## Document segment
┌──

The Hymns and Carols of Christmas

January 4 – Prepare for Twelfth Day

William Hone, The Every Day Book, 2 Vols. London: William Tegg, 1825, 1827.

Volume 2.

Prepare for Twelfth-day.

The “Mirror of the Months,” a reflector of “The Months” by Mr. Leigh Hunt, enlarged to include other objects, adopts, “Above all other proverbs, that which says, ‘There’s nothing like the time present,’ — partly because ‘the time present’ is but a periphrasis for Now!” The series of delightful things which Mr. Hunt links together by the word Now in his “Indicator,” is well remembered, and his pleasant disciple tells us, “Now, then, the cloudy canopy of sea-coal smoke that hangs over London, and crowns her queen of capitals, floats thick and threefold; for fires and feastings are rife, and every body is either 'out’ or ‘at home’ every night. Now, if a frosty day or two does happen to pay us a flying visit, on its way to the North Pole, how the little boys make slides on the pathways, for lack of ponds, and, it may be, trip up an occasional housekeeper just as he steps out of his own door; who forthwith vows vengeance, in the shape of ashes, on all the slides in his neighbourhood, not, doubtless, out of vexation at his own mishap, and revenge against the petty perpetrators of it, but purely to avert the like from others! — Now the bloom-buds of the fruit-trees, which the late leaves of autumn had concealed from the view, stand confessed, upon the otherwise bare branches, and, dressed in their patent wind-and-waterproof coats, brave the utmost severity of the season, — their hard, unpromising out-sides, compared with the forms of beauty which they contain, reminding us of their friends the butterflies, when in the chrysalis state. — Now the labour of the husbandman is, for once in the year, at a stand; and he haunts the alehouse fire, or lulls listlessly over the half-door of the village smithy, and watches the progress of the labour which he unconsciously envies; tasting for once in his life (without knowing it) the bitterness of that ennui which he begrudges to his betters. — Now, melancholy-looking men wander ‘by twos and threes’ through market-towns, with their faces as blue as the aprons that are twisted, round their waists; their ineffectual rakes resting on their shoulders, and a withered cabbage hoisted upon a pole; and sing out their doleful petition of ‘Pray remember the poor gardeners, who can get no work!’”

└──

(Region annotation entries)
┌──

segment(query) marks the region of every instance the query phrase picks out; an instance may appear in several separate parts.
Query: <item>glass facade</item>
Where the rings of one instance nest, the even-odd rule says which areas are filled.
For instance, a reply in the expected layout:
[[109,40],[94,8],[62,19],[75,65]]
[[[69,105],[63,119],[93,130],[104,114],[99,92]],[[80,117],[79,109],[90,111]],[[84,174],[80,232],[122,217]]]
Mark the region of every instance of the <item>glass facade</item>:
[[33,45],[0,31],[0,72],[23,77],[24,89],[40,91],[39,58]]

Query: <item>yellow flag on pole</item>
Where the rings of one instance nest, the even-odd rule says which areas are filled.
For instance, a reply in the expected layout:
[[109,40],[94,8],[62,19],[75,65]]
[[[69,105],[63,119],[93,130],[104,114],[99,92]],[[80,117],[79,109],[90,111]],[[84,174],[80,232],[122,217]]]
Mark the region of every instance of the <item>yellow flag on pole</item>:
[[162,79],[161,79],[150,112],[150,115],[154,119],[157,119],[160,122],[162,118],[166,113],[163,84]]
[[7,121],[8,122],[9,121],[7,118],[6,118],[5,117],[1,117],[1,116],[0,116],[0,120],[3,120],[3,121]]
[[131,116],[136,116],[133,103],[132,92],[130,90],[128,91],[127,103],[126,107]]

└──

## Things to do
a. Reproduce the passage of the Twelfth Day text starting with "The Hymns and" and going on through "Prepare for Twelfth-day.".
b. In the records, take the lines starting with the line with "Query: <item>yellow flag on pole</item>" and going on through the end of the records, and write them out again with "expected layout" replaced by "required format" and nothing else altered.

## Results for each task
a.
The Hymns and Carols of Christmas

January 4 – Prepare for Twelfth Day

William Hone, The Every Day Book, 2 Vols. London: William Tegg, 1825, 1827.

Volume 2.

Prepare for Twelfth-day.

b.
Query: <item>yellow flag on pole</item>
Where the rings of one instance nest, the even-odd rule says which areas are filled.
For instance, a reply in the required format:
[[109,40],[94,8],[62,19],[75,65]]
[[[69,105],[63,119],[93,130],[104,114],[99,92]],[[80,117],[79,109],[90,111]],[[84,174],[80,232],[122,217]]]
Mark the region of every instance of the <item>yellow flag on pole</item>:
[[162,79],[161,79],[150,112],[150,115],[154,119],[157,119],[160,122],[162,118],[166,113],[163,84]]
[[7,121],[8,122],[9,121],[7,118],[6,118],[5,117],[1,117],[1,116],[0,116],[0,120],[3,120],[3,121]]
[[131,116],[136,116],[133,103],[132,92],[130,90],[128,91],[127,103],[126,107]]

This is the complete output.